─── Source document ───
Each function imported from the library is them identified using the FirstThunk value from the import table, which has an offset to an IMAGE_IMPORT_BY_NAME structure, or an ordinal depending whether functions are imported by name or ordinal. The value of FirstThunk is checked against the bitmask 0x8000000000000000, which is the IMAGE_ORDINAL_FLAG64 mask; if set this value contains an ordinal in the lower bits, and if not set then it will be an import by name and the offset to the function name string can be located. GetProcAddress is then called to resolve the function address.
During this process the scratch space referenced by rbp is used to save certain things temporarily, such as latest FirstThunk value and the offset to IMAGE_IMPORT_BY_NAME.
The address is then written back to FirstThunk in the import table as a bound import.
We also see a call to the function that makes use of the mystery memory that was allocated earlier. However, this call can never be reached as before it is a call to a function that just sets rax to 1, and a jump over the call if rax is not 0. This is very unusual, and as it appears to be an unused function it was not analyzed at this time.
After processing imports, the image base in the headers of the loaded DLL is updated to reflect the real base address we ended up loading at.
Relocations are now dealt with, to account for any offset from the preferred base address of the DLL. IMAGE_DIRECTORY_ENTRY_BASERELOC is found from the headers, and used to iterate through all the relocations and fix them up if necessary. Only relocations of type IMAGE_REL_AMD64_ADDR32NB, IMAGE_REL_AMD64_SECTION and IMAGE_REL_AMD64_ABSOLUTE are handled (and ABSOLUTE is ignored by design anyway).
───
**What you need to do:**
(1) In the DLL loader analysis, copy the passage between "We also see" and "at this time.", inclusive, swapping "rax" for "eax".
(2) Answer these questions from the DLL loader analysis.
(a) Against which bitmask is the FirstThunk value checked?
(b) Which function is called to resolve the function address?
(c) Which relocation type is ignored by design?
(3) Carry the DLL loader analysis forward from where it stops.
The listing after the DLL loader analysis plays no part in the work.
─── Dataset ───
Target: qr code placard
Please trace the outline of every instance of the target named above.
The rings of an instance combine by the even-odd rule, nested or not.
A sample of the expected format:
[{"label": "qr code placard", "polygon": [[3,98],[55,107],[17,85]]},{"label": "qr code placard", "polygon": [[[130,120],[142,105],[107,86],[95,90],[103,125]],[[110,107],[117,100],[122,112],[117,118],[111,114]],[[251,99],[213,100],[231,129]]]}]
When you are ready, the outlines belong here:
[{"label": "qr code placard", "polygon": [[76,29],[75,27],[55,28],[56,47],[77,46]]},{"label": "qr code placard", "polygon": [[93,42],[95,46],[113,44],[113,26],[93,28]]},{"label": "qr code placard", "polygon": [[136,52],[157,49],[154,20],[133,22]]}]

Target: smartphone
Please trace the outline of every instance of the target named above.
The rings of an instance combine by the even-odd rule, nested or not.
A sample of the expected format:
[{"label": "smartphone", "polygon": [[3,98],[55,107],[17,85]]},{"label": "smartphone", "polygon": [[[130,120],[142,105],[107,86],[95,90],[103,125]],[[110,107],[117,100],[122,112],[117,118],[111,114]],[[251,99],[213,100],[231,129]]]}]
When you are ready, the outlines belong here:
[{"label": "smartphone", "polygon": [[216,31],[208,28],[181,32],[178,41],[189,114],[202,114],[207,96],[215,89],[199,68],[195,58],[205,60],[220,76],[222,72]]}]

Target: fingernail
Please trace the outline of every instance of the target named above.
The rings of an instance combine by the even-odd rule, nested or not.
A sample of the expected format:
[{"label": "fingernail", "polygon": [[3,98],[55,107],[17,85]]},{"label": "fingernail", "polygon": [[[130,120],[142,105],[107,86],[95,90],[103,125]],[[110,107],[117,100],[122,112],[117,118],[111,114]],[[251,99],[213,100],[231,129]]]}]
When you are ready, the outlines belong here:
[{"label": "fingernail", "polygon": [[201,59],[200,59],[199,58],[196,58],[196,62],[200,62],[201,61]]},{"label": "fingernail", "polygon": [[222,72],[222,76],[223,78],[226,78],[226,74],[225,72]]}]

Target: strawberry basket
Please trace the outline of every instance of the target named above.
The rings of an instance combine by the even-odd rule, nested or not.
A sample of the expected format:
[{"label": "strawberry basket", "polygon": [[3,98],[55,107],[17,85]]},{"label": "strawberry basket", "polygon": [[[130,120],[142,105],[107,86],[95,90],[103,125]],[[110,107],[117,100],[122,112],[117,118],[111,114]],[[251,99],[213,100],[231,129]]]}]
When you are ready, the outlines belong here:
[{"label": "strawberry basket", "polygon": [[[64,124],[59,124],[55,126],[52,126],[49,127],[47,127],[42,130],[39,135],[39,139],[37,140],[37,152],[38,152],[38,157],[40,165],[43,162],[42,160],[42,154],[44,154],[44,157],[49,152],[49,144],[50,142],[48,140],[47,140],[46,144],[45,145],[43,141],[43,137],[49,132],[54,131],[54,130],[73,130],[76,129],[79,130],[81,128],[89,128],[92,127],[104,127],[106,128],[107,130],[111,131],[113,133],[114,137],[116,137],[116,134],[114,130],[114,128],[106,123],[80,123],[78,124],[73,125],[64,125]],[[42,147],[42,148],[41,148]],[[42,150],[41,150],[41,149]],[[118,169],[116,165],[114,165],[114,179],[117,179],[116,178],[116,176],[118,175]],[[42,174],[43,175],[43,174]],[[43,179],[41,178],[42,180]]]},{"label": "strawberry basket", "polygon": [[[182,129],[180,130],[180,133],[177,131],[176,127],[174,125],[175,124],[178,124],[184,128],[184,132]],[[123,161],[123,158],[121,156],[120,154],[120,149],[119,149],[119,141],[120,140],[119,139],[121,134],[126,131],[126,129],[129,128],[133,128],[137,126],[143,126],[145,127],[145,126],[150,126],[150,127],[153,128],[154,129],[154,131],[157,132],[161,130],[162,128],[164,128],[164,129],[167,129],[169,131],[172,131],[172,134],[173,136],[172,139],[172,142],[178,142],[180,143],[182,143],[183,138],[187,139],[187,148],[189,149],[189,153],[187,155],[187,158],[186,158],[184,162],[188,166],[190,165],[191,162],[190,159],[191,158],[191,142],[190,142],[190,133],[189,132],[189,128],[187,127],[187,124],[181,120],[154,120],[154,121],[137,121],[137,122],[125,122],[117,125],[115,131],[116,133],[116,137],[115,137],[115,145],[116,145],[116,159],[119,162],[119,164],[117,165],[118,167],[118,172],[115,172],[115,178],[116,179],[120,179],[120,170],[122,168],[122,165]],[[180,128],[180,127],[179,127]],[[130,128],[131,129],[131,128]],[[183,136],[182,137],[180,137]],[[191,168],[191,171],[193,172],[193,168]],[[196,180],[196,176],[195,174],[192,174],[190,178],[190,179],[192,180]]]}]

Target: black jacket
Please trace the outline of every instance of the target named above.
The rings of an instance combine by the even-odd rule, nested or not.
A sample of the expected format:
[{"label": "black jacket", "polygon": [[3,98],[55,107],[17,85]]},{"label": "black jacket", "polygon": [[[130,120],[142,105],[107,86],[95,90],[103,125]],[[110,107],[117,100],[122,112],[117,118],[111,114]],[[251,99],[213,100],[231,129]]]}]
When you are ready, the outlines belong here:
───
**Task-by-task outputs:**
(1)
We also see a call to the function that makes use of the mystery memory that was allocated earlier. However, this call can never be reached as before it is a call to a function that just sets eax to 1, and a jump over the call if eax is not 0. This is very unusual, and as it appears to be an unused function it was not analyzed at this time.

(2)
(a) 0x8000000000000000, the IMAGE_ORDINAL_FLAG64 mask.
(b) GetProcAddress.
(c) IMAGE_REL_AMD64_ABSOLUTE.

(3)
Each relocation table is iterated through, taking each Block entry and checking the first 4 bits to determine the relocation type. Depending on the type, the last 12 bits are used as the relocation value, and the relocation is found and updated based on the offset from the preferred base address.
Exceptions are set up using IMAGE_DIRECTORY_ENRTY_EXCEPTION and a call to RtlAddFunctionTable.
Each section then has its memory protections updated to the appropriate values from the SectionHeaders with a call to VirtualProtect.
The DLL entry point is then located using AddressOfEntryPoint in the headers, and is called with DLL_PROCESS_ATTACH (which has the value 1) to let the DLL know it is loaded. This completes the loading process.
With the DLL now loaded, the ordinal requested to be called is resolved to a function, and the function is called. The ordinal value is found using the address from the self-locating call-pop instructions, just like the DLL size before, but is found at offset 0xF86 in the shellcode buffer.
The ordinal Base value is obtained from the DLL headers, this is the start value for ordinals in the library. Subtracting this from the requested ordinal provides the index into the exported functions array AddressOfFunctions for the required function. This provides the RVA to the function which can be added to the image base address to get the real address of the function.
The function gets some stack space and arguments in registers rcx, rdx and r8. Of course if the function accepts no arguments, the presence of these arguments and stack space will not make any difference to the function, but any custom written DLL may wish to take advantage of these. The return value is saved on the stack by the shellcode, although it is never actually used for anything.
After the function returns, cleanup begins. The DLL is unloaded and (most) things are zeroed out in memory. First the DLL entry point is called with DLL_PROCESS_DETACH (which has a value of 0).
Exceptions are cleaned up with RtlDeleteFunctionTable.
The loaded DLL’s memory is made writable so it can be zeroed out, and then the memory is freed. In the course of this the VurtualProtectStub call requires a pointer to a writable location for the lpflOldProtect parameter, though we do not care about its value a pointer must be provided, so a location in the scratch space referenced through rbp is provided.
The shellcode then zeroes itself out, all except for a small function epilogue which must remain to allow the function to return properly. A side effect of this is a small memory artefact after exploitation.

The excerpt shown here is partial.